## What you need to do
1. List every xtensor identifier that begins with "xt::" in the issue thread below.
2. In the records below, reproduce the lines from the one containing "The next step requires clicking the man's right" through the end of the records, inclusive, and omit the picture.

## Text block
Open sparsecoder opened this issue 5 years ago • 7 comments

I'm wondering if there is an easy way to select specific columns (or rows, tubes, etc.) using a boolean mask.

In matlab it looks like

Z = rand(N,K) > 0.5; %boolean matrix
X = randn(M,K);
A = X(:, Z(:,3));

sparsecoder avatar Sep 30 '18 21:09 sparsecoder

We have two things for this:

  1. the xt::filter view that allows you to filter an expression by a boolean condition https://xtensor.readthedocs.io/en/latest/view.html?highlight=xt%3A%3Akeep#filter-views
  2. the xt::keep and xt::drop slices https://xtensor.readthedocs.io/en/latest/view.html?highlight=xt%3A%3Akeep that you could use in conjunction with xt::nonzero

Cheers!

## Material provided

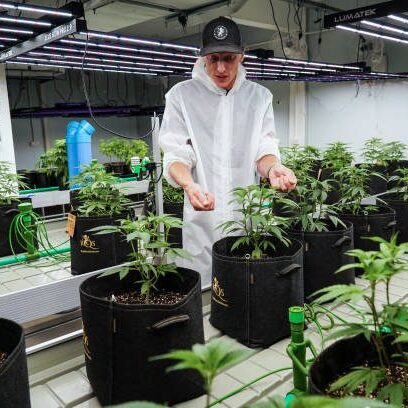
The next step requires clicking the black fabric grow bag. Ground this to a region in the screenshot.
[0,197,31,256]
[17,170,37,189]
[309,334,405,395]
[0,319,31,408]
[319,168,340,204]
[70,213,131,275]
[111,162,126,175]
[339,205,396,251]
[381,194,408,243]
[163,203,184,248]
[290,222,355,301]
[210,237,304,347]
[356,164,389,195]
[80,268,204,406]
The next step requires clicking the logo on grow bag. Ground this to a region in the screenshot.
[212,277,229,307]
[81,234,99,254]
[82,323,92,360]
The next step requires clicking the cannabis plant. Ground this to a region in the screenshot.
[95,213,190,303]
[363,137,387,166]
[125,139,149,165]
[99,137,122,163]
[37,139,68,186]
[252,396,397,408]
[289,176,345,232]
[153,339,253,407]
[163,179,184,204]
[385,141,407,162]
[315,235,408,406]
[281,144,320,181]
[0,161,27,205]
[334,166,385,215]
[389,168,408,202]
[218,185,297,258]
[70,160,130,217]
[322,142,353,171]
[99,137,149,165]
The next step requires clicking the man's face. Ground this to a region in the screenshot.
[204,52,244,90]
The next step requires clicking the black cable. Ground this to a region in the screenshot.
[66,69,74,101]
[52,75,68,103]
[269,0,288,59]
[81,34,155,140]
[293,0,303,35]
[286,3,292,33]
[90,71,105,105]
[13,71,25,110]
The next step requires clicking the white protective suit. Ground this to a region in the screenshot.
[160,58,279,288]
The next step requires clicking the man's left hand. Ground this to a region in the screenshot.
[268,164,297,191]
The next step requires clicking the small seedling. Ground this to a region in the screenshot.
[153,339,253,407]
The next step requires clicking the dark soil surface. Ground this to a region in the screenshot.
[326,366,408,408]
[115,292,186,305]
[0,351,8,367]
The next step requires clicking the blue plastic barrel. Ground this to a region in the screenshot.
[76,120,95,174]
[65,122,79,179]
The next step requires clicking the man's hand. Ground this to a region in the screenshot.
[184,183,215,211]
[268,164,297,191]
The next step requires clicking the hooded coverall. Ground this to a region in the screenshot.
[159,58,279,288]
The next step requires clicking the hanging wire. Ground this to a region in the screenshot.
[81,34,156,140]
[269,0,288,58]
[8,211,70,267]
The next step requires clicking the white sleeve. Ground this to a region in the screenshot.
[255,92,280,161]
[159,89,196,188]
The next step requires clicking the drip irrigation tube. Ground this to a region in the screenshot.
[0,247,71,266]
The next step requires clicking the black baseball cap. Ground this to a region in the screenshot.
[200,17,244,56]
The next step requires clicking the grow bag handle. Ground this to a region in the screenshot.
[275,264,302,278]
[150,315,190,331]
[332,235,351,248]
[384,220,397,230]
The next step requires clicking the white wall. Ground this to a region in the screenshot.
[307,81,408,158]
[306,0,408,158]
[8,72,289,169]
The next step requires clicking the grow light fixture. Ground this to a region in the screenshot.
[0,36,18,42]
[361,20,408,35]
[268,57,361,71]
[0,1,73,17]
[336,25,408,44]
[387,14,408,24]
[0,16,52,27]
[15,57,174,73]
[0,27,34,35]
[6,61,157,76]
[324,0,408,28]
[79,31,199,52]
[28,51,190,71]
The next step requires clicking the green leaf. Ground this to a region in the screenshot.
[108,401,167,408]
[378,383,408,407]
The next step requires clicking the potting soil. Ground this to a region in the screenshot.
[0,351,7,367]
[326,362,408,408]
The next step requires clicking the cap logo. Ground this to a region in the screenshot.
[214,26,228,40]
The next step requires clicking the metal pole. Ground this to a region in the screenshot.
[152,114,164,215]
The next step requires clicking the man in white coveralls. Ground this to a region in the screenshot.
[160,17,297,287]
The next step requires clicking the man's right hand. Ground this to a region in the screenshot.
[184,183,215,211]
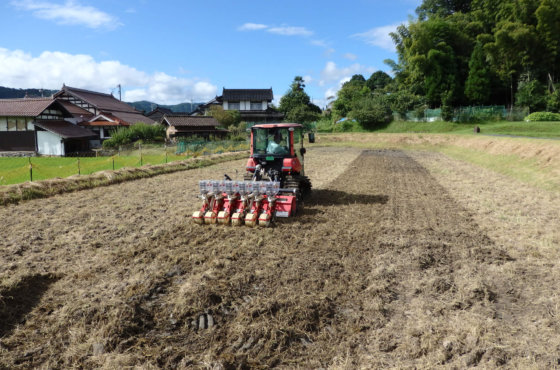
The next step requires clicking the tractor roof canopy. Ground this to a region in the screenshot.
[253,123,303,128]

## Answers to the problems
1.
xt::filter
xt::keep
xt::drop
xt::nonzero

2.
The next step requires clicking the man's right hand. Ground this to a region in the screenshot.
[184,183,215,211]
The next step requires clicking the tractor roof canopy. Ground this to a region in the screenshot.
[253,123,303,128]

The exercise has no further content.